**What is being asked:** Reproduce every line of the items below verbatim, keeping the original order.

--- START OF Supplied material ---

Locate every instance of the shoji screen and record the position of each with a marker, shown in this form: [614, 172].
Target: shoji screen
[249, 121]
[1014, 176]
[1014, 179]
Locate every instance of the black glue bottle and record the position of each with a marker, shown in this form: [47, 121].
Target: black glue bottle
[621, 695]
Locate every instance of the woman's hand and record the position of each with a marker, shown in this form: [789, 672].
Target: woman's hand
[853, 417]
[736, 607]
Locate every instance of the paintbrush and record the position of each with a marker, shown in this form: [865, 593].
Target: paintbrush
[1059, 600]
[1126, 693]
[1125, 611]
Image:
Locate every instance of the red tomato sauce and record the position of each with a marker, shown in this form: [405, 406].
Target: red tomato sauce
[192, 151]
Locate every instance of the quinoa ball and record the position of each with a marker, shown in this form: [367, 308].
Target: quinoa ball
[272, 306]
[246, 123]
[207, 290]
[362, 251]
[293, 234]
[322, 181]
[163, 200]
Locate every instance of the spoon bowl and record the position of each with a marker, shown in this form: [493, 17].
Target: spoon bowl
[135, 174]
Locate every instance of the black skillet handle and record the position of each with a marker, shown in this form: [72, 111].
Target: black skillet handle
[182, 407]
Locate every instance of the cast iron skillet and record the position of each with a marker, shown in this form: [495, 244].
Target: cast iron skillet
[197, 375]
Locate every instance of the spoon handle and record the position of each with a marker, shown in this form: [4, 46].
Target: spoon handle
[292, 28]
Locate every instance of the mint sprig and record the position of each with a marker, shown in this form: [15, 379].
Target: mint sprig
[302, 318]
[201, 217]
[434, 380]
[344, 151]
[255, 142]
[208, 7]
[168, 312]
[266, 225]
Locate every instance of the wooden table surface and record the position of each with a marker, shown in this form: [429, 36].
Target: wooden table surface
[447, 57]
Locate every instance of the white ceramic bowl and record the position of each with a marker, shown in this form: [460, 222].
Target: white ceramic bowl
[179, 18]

--- END OF Supplied material ---

**Reply:**
Locate every instance of the shoji screen and record the position of each with a marker, shown in this form: [614, 172].
Target: shoji screen
[249, 121]
[1014, 176]
[1014, 179]
Locate every instance of the black glue bottle and record the position of each with a marker, shown in this form: [47, 121].
Target: black glue bottle
[621, 695]
Locate every instance of the woman's hand and record the position of each with a marker, shown in this form: [789, 672].
Target: woman's hand
[853, 417]
[736, 607]
Locate every instance of the paintbrush and record the position of each with a marker, shown in this form: [865, 593].
Target: paintbrush
[1059, 600]
[1126, 693]
[1125, 611]
Image:
Locate every instance of the red tomato sauce and record the position of each with a marker, shown in this form: [405, 406].
Target: red tomato sauce
[192, 151]
Locate every instance of the quinoa ball and record the position of each with a marker, shown in this form: [367, 308].
Target: quinoa ball
[272, 306]
[246, 123]
[207, 290]
[362, 251]
[293, 234]
[322, 181]
[163, 200]
Locate every instance of the spoon bowl and record the position of each with a marker, shown in this form: [493, 17].
Target: spoon bowl
[135, 174]
Locate every instance of the black skillet handle and record the position of each with a marker, shown in this form: [72, 111].
Target: black skillet handle
[182, 407]
Locate every instance of the cast iron skillet and record the position of each with a marker, shown in this form: [495, 244].
Target: cast iron skillet
[197, 375]
Locate every instance of the spoon handle and record the position of each with a marker, shown in this form: [4, 46].
Target: spoon handle
[292, 28]
Locate every instance of the mint sprig and record the position of each with a marker, shown in this form: [15, 379].
Target: mint sprig
[302, 318]
[201, 217]
[434, 380]
[344, 151]
[255, 142]
[208, 7]
[168, 312]
[266, 225]
Locate every instance of the wooden table surface and record the position of each with a marker, shown in this form: [429, 36].
Target: wooden table surface
[447, 57]
Locate every instance of the white ceramic bowl and record the position of each with a marker, shown in this form: [460, 222].
Target: white ceramic bowl
[179, 18]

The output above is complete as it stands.